自分で体温調節もできない娘は、保育器に入れられていた。彼女を抱くことさえままならず、透明の箱の外からじっと見つめるだけだ。それでも授乳の時間だけは保育器から出すことが許された。待ちに待った瞬間、淡いピンクのキャップをかぶった天使を、そっと外に出す。彼女の体に繋がっている何本ものチューブが外れないように細心の注意を払いながら。薄暗い病室の片隅で、そこだけは一筋の月光が射したかのように温かいと感じたひとときだった。退院後も、しばらくは家庭での投薬治療が続いた。薬による聴覚への影響も危惧されたが、幸運にも何一つ問題はなく、娘は順調に回復した。
同じ時期に同じ病気で入院していた新生児は天国に旅立ったと後で知った。私たち家族が回復を喜び沸き立っていた頃、もうひとつの家族は冷たくなった体を抱き、慟哭したのだろうか。何が二人の新生児の運命を分けたのか、わかりようもない。はかなく消えた命を思う時、我が子が生き延びたという事実を厳粛に受け止め頭を下げることしかできない。

収集データ ▸

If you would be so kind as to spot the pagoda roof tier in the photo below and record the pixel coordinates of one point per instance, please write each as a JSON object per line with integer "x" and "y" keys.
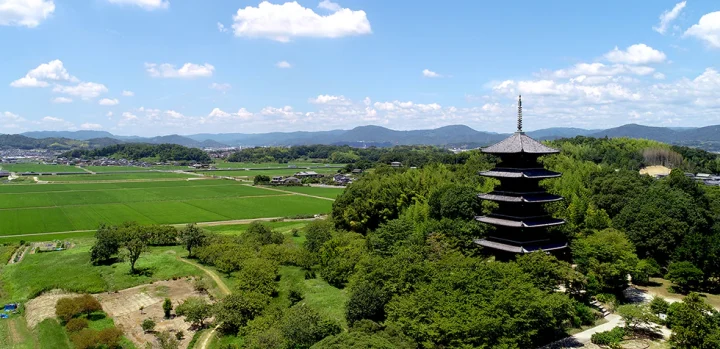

課題内容 ▸ 次の(a)〜(c)がそれぞれ提示文の内容と合っているかを「はい」か「いいえ」で答え、判断の根拠となる提示文の語句をそのまま引用してください。(a) 授乳の時間には、娘を保育器から出すことが許されていた。(b) 薬の影響で、娘の聴覚に問題が残った。(c) 同じ時期に同じ病気で入院していた別の新生児も回復した。 データは提示文とは別の出典から取られています。

解答 ▸
(a) はい。「それでも授乳の時間だけは保育器から出すことが許された。」
(b) いいえ。「幸運にも何一つ問題はなく、娘は順調に回復した。」
(c) いいえ。「同じ時期に同じ病気で入院していた新生児は天国に旅立ったと後で知った。」